What you are asked to do:
Find every line in the material below that contains the word "Outlines", and copy each of those lines out in full.

* START Task input *

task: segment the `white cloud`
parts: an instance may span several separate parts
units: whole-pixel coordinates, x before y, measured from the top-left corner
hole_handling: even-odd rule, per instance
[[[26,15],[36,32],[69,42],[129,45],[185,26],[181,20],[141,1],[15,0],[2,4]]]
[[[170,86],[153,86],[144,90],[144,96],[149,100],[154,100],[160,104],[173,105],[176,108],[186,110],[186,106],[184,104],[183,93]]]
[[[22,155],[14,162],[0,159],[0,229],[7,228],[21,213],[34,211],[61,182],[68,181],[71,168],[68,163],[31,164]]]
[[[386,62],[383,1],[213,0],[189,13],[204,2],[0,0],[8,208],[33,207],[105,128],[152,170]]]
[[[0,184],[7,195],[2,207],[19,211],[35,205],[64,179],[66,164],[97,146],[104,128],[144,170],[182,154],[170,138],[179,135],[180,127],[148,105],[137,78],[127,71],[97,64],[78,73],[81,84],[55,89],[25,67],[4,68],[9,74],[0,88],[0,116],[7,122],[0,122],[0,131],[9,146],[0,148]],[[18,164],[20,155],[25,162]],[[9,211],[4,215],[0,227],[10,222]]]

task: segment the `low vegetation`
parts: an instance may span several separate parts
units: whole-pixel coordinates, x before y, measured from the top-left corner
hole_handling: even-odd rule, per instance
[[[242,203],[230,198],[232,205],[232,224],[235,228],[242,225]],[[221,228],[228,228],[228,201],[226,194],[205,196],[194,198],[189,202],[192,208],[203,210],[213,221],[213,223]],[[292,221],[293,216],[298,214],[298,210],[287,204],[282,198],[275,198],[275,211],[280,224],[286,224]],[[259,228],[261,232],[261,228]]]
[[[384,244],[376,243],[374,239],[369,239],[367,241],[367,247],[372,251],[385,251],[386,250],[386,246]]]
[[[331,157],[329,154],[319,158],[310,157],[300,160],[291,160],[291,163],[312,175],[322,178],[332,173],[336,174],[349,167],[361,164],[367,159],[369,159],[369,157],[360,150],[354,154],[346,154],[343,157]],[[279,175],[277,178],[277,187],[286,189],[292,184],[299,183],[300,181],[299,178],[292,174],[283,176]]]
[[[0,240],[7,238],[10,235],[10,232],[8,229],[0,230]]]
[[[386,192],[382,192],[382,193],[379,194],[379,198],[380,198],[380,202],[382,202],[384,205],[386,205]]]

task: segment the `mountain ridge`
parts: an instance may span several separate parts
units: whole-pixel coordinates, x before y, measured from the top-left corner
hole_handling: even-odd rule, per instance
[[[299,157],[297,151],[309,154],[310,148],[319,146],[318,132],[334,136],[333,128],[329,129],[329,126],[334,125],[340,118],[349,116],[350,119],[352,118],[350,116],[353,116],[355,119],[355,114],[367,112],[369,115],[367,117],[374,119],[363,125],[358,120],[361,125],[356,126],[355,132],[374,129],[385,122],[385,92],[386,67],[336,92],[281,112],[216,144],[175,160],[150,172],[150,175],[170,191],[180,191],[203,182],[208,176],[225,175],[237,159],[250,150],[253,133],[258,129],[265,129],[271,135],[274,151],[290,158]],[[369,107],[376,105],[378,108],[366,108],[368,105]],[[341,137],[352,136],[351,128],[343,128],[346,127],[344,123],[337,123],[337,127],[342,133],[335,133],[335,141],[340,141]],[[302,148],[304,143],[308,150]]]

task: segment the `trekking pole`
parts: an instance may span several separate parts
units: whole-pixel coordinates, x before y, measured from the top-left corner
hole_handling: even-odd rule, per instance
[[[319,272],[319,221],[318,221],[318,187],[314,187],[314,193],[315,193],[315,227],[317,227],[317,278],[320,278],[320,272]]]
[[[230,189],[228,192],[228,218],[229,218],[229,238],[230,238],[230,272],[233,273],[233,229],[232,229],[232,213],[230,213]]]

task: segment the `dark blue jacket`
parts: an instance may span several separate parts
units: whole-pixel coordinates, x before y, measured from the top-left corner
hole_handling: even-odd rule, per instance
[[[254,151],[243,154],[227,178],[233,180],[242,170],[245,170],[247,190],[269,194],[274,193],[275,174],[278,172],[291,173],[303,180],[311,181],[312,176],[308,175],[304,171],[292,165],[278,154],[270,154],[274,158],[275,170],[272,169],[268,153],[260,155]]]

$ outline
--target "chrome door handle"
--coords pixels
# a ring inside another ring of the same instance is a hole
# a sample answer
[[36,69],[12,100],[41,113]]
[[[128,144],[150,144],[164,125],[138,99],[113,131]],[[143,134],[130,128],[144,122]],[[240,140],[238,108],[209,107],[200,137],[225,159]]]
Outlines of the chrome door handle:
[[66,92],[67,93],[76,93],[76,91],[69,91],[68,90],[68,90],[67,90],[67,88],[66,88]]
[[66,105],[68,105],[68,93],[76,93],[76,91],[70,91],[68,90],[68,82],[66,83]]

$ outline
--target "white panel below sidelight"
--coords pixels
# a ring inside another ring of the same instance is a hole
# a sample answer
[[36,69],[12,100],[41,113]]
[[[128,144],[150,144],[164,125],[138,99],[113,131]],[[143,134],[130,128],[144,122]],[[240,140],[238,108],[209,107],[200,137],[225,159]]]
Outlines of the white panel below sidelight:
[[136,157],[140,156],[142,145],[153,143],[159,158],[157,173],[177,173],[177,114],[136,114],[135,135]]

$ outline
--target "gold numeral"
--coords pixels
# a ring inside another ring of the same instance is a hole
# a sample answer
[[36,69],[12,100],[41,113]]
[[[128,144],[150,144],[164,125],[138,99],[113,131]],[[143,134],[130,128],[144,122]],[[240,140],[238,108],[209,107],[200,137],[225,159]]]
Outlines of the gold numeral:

* END Task input *

Task answer:
Outlines of the chrome door handle:
Outlines of the white panel below sidelight:
Outlines of the gold numeral:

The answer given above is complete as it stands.